INFORMATION SUPPLIED:
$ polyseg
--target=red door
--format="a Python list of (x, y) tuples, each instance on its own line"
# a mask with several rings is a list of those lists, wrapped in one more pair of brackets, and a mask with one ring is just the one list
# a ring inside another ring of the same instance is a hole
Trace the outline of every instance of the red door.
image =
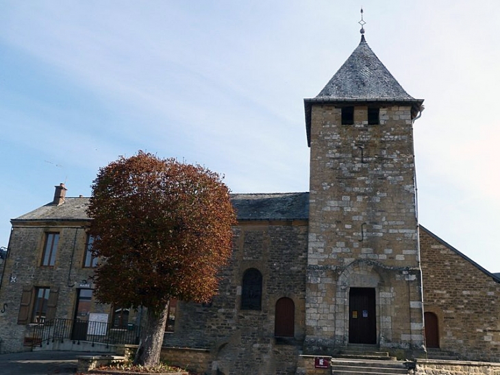
[(295, 305), (290, 298), (284, 297), (276, 302), (274, 335), (293, 337), (295, 324)]
[(375, 288), (351, 288), (349, 310), (349, 342), (377, 343)]
[(439, 348), (438, 317), (434, 313), (425, 313), (425, 345), (427, 348)]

THE TASK: Update the entries by changing "red door" to "front door" and leaving everything else as it is. Omit the picture from your version.

SOLUTION TO THE EXERCISE:
$ polyseg
--target=front door
--format="a Python list of (x, y) tuples, each instance on its own line"
# a mask with several rings is a list of those lists, wrapped in one more pair of brackets, and a mask with one ring is just the one list
# a ring inside another ring of the same instance is a hole
Trace the outline of every instance of the front door.
image =
[(295, 305), (290, 298), (284, 297), (276, 302), (274, 335), (293, 337), (295, 324)]
[(375, 288), (351, 288), (349, 310), (349, 342), (377, 343)]
[(439, 348), (438, 317), (434, 313), (425, 313), (425, 345), (427, 348)]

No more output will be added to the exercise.